◆ Exercise objective:
Continue the passage on Rosamond and Narcissistic Personality Disorder from the point where it ends.

===== Extract provided =====

We all know the myth of Narcissus who fell in love with his own image and we are generally aware (although we sometimes fail to recognize it) that a degree of narcissism is essential to psychic health. It keeps our self-esteem intact, protecting us from damage inflicted by others. Moreover, without sufficient narcissism, there is a risk of self-hatred and even self-mutilation (if only through plastic surgery). But few people are aware of the extreme form that, since the 1980 edition of the Diagnostic and Statistical Manual of Mental Disorders (DSM IV) has been called the Narcissistic Personality Disorder (NPD). Unlike Narcissus, persons suffering from NPD do not have a beautiful self whose reflection they can fall in love with but rather a false self constructed from the admiration and flattery (termed Narcissistic Supply) that they elicit from others. Their strategy can be reduced to: “Tell me how wonderful I am!” and then, “Since everyone says so, I must be wonderful.” Consequently they are forever in search of fresh supplies of praise and adulation. They profess love only in order to be loved back, the love object being perceived as useful only to the extent of its ability to aggrandize the false self (Manfield, 1992). Clinical Narcissists (distinguished in this article by the use of the capital letter) are relatively rare and female sufferers constitute only about one third of them. Not a great deal is known about Narcissists because they rarely consult – they deny that they have a problem – and when they do they are extremely difficult to deal with. That said, I propose to examine the extent to which Rosamond, albeit a fictional character, exhibits a Narcissistic Personality Disorder as defined in the DSM, having “a pervasive pattern of grandiosity (in fantasy or behavior), need for admiration, and lack of empathy, beginning by early adulthood and present in a variety of contexts, as indicated by five (or more) of the following:

1. The Narcissist “has a grandiose sense of self-importance (e.g., exaggerates achievements and talents, expects to be recognized as superior without commensurate achievements).”

===== Information supplied =====

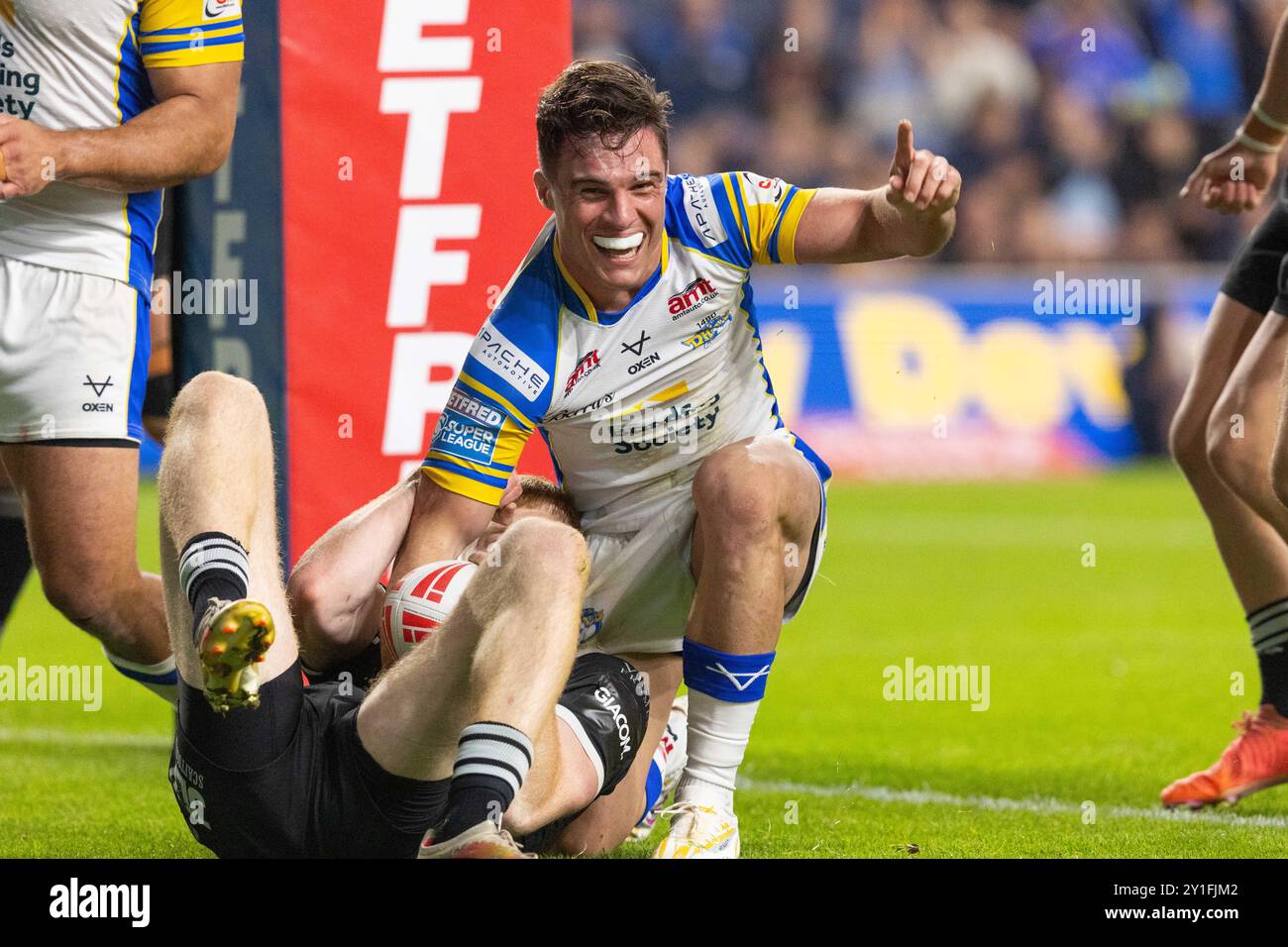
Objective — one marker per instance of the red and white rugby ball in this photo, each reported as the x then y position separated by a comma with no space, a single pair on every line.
420,602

=====

◆ Expected answer:
Her snobbery and self-importance are implicit in everything that Rosamond Vincy says and does. Consequently she “disliked anything which reminded her that her mother’s father had been an innkeeper” (Ch. 11). She wants (and obtains) the best quality goods for her trousseau and insists on living in the best available house in Middlemarch, for she is “alive to the slightest hint that anything was not . . . in the very highest taste” (Ch. 27). When Lydgate gets into debt and she countermands his order to the estate agent to seek a fresh tenant for their house, so that they can move somewhere less expensive, she thinks that her action is praiseworthy. Typically for a Narcissist, “It was part of Rosamond’s cleverness to discern very subtly the faintest aroma of rank,” (Ch. 16). Having a baronet’s son staying in her house,

she imagined the knowledge of what was implied by his presence to be diffused through all other minds; and when she introduced Captain Lydgate to her guests, she had a placid sense that his rank penetrated them as if it had been an odour. . . . It seemed now that her marriage was visibly as well as ideally floating her above the Middlemarch level. [Ch. 58]

The “it seemed” in the final sentence translates Rosamond’s perception of her elevated status.

Narcissists can work quite hard in order to justify the admiration they crave, but they generally lack originality; so they brilliantly copy the skills of other people, producing simulacra without true feeling. As soon as Rosamond meets Lydgate, she imagines visiting his titled relatives, “whose finished manners she could appropriate as thoroughly as she had done her school accomplishments” (Ch. 12). And she does just this, copying the “quite agreeable” style of his cousin Captain Lydgate, for he “talked with a good accent, and [she] caught many of its phrases” (Ch 58). Those accomplishments, which had made her “the flower of Mrs Lemon’s school,” included “getting in and out of a carriage” (Ch. 11) and music: singing and playing the piano. Her teacher was one of those excellent musicians . . . worthy to compare with many a noted Kapellmeister. . . . Rosamond, with the executant’s instinct, had seized his manner of playing, and gave forth his large rendering of noble music with the precision of an echo. It was almost startling, heard for the first time. A hidden soul seemed to be flowing forth from Rosamond’s fingers. (Ch. 16) As George Eliot implies, the hidden soul is not Rosamond’s, for she has no depth, and it is this borrowed skill that captivates Lydgate, leading him “to believe in her as something exceptional” (Ch. 16).

2. The Narcissist “is preoccupied with fantasies of unlimited success, power, brilliance, beauty, or ideal love.”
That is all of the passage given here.